● How to complete this task
Scan the material for the word "below", then return every line where it appears.

● Source material
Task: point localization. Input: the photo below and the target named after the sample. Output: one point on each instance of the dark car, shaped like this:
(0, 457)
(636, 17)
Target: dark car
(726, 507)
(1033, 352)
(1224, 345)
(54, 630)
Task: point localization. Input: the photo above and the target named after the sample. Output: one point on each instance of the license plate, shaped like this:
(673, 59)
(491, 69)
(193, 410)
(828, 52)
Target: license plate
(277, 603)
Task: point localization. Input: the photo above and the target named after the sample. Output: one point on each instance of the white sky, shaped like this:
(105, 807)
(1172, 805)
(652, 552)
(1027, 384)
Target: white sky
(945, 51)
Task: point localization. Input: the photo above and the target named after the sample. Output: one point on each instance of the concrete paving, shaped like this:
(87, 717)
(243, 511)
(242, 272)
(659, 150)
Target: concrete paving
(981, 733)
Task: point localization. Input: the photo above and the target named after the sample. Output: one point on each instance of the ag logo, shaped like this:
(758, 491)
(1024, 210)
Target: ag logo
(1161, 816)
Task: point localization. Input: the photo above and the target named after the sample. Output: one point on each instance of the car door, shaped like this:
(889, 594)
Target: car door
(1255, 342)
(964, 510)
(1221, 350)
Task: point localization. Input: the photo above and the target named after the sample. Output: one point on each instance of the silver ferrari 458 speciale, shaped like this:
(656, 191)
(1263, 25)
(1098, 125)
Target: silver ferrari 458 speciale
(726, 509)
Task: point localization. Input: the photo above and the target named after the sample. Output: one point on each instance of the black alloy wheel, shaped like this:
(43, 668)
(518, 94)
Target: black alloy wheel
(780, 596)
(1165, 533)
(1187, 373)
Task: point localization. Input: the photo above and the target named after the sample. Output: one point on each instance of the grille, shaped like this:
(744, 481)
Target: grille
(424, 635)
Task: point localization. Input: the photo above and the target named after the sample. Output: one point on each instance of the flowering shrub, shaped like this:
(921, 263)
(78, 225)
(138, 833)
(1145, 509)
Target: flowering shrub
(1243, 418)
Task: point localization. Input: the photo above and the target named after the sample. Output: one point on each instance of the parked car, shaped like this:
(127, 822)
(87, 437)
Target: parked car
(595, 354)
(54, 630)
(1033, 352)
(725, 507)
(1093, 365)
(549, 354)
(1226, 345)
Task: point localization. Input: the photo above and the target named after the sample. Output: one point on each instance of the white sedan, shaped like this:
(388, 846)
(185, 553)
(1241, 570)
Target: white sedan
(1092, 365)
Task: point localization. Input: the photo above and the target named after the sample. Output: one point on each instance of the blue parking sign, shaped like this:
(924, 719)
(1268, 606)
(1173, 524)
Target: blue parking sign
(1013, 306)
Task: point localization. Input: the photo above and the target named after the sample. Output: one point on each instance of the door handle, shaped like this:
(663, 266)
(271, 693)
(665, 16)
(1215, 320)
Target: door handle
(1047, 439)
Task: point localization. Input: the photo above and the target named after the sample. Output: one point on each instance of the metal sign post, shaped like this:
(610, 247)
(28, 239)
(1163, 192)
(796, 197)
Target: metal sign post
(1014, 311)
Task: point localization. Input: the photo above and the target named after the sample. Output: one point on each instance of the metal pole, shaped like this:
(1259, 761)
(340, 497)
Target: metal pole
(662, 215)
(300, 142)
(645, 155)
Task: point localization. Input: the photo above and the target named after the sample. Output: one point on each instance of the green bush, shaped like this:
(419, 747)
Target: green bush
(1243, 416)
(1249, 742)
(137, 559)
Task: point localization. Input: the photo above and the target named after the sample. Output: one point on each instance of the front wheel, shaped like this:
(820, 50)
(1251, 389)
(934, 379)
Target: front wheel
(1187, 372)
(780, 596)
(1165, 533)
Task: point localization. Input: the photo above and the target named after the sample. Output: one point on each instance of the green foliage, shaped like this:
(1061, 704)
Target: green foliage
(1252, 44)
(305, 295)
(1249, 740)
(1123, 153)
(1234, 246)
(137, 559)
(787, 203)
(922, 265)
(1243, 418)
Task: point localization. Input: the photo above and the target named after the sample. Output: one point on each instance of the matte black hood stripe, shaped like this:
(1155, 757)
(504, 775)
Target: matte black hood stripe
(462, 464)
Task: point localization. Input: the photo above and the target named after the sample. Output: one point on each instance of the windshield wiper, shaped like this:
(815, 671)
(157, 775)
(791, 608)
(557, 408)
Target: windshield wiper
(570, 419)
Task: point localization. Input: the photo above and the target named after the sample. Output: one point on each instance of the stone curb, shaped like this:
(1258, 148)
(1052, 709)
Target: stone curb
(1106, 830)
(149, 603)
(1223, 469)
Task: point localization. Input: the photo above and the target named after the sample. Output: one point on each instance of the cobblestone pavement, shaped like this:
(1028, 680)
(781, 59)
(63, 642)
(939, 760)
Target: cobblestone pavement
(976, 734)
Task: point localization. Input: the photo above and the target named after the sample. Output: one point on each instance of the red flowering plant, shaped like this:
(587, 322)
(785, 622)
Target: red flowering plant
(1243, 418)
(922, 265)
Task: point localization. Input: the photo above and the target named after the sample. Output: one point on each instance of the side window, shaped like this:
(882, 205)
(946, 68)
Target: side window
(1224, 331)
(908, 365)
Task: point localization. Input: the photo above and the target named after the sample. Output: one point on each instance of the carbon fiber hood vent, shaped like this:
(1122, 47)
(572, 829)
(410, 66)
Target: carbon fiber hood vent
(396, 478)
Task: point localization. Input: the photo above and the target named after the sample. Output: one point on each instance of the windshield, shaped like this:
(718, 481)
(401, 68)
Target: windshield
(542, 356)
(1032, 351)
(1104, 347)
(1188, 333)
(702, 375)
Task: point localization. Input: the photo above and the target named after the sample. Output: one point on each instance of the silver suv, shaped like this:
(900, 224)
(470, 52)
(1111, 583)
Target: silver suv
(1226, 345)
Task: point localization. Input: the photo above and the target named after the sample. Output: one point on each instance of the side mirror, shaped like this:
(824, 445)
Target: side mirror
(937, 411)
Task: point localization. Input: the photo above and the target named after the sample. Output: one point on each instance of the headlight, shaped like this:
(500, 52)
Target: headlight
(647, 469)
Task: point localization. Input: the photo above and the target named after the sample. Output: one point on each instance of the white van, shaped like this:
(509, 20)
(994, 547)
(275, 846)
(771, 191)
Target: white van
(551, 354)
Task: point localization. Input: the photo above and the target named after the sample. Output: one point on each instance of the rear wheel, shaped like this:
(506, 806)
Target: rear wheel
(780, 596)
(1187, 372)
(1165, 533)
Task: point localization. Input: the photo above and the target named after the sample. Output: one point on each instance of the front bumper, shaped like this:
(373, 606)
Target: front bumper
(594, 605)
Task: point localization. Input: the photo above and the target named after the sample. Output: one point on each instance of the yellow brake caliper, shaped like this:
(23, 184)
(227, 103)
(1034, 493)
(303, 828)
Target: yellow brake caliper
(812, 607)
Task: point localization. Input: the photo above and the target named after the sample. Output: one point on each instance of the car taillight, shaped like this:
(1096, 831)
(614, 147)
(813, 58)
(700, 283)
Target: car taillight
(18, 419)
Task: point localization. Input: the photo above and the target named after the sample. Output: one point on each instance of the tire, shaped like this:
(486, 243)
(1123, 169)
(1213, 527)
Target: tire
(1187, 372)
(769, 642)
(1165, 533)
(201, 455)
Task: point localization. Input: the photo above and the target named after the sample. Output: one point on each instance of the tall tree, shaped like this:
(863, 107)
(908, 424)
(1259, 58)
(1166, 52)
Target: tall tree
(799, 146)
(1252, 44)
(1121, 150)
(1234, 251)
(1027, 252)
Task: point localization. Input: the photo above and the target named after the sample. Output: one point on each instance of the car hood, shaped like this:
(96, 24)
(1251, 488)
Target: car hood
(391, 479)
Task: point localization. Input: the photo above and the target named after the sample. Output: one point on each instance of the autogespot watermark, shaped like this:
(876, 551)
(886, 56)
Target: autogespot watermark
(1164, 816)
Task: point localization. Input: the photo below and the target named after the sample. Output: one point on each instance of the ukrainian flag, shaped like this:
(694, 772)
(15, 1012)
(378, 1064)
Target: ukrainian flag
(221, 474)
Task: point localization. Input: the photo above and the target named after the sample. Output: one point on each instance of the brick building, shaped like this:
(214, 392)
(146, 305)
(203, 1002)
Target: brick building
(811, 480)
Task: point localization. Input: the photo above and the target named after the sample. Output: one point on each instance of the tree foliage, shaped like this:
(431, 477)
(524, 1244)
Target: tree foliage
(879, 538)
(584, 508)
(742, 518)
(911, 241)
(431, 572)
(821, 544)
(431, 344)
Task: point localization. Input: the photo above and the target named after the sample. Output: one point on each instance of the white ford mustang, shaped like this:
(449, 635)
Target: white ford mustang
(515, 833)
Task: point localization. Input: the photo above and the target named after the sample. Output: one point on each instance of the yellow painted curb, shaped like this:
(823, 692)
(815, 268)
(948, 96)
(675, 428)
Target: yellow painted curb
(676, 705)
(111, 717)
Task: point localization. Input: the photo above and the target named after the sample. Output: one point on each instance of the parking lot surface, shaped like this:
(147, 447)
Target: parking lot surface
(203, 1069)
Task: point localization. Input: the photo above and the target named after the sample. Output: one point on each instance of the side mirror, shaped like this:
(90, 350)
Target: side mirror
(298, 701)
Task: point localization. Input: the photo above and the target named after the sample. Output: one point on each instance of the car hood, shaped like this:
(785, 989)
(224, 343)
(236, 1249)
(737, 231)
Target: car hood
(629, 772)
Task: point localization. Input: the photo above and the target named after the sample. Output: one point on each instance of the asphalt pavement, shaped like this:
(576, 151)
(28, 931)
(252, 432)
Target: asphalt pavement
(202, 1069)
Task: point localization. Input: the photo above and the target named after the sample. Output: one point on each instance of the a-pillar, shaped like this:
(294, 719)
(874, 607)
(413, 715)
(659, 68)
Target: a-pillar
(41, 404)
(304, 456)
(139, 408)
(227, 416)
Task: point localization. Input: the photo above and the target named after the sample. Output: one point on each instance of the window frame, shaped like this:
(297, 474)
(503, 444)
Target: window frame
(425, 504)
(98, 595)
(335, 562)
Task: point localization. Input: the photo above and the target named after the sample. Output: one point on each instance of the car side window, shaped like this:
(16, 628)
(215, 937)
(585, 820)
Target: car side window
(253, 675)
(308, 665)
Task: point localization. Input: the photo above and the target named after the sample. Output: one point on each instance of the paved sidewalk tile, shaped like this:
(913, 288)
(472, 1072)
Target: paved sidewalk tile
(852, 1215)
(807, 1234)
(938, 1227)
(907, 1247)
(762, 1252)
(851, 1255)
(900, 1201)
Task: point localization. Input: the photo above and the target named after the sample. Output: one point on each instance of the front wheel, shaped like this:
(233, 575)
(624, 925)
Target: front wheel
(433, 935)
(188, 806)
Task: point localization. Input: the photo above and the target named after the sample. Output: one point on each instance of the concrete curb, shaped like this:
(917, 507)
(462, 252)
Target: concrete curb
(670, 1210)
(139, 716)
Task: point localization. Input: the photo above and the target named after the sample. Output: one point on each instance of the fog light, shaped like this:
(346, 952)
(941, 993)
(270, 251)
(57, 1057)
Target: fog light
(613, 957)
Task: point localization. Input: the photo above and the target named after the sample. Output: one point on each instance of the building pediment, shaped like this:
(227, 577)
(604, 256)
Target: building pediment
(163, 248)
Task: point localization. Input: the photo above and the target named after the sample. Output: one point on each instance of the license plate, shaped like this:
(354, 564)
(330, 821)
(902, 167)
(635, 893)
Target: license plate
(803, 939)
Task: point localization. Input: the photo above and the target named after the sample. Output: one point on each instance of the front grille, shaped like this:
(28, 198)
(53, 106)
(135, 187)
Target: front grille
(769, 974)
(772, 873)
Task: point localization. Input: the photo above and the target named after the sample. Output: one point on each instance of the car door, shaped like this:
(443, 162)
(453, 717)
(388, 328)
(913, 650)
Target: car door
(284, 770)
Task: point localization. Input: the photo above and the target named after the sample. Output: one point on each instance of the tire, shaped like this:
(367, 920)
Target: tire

● Answer
Task: point localization. Input: the photo below and the target named after the sample. Output: one point on each instance of the dark car, shaped like this:
Task: point localization. Input: the photo below and the target named after the sample. Output: one point on each instance of the ukrainian flag, shaped like this:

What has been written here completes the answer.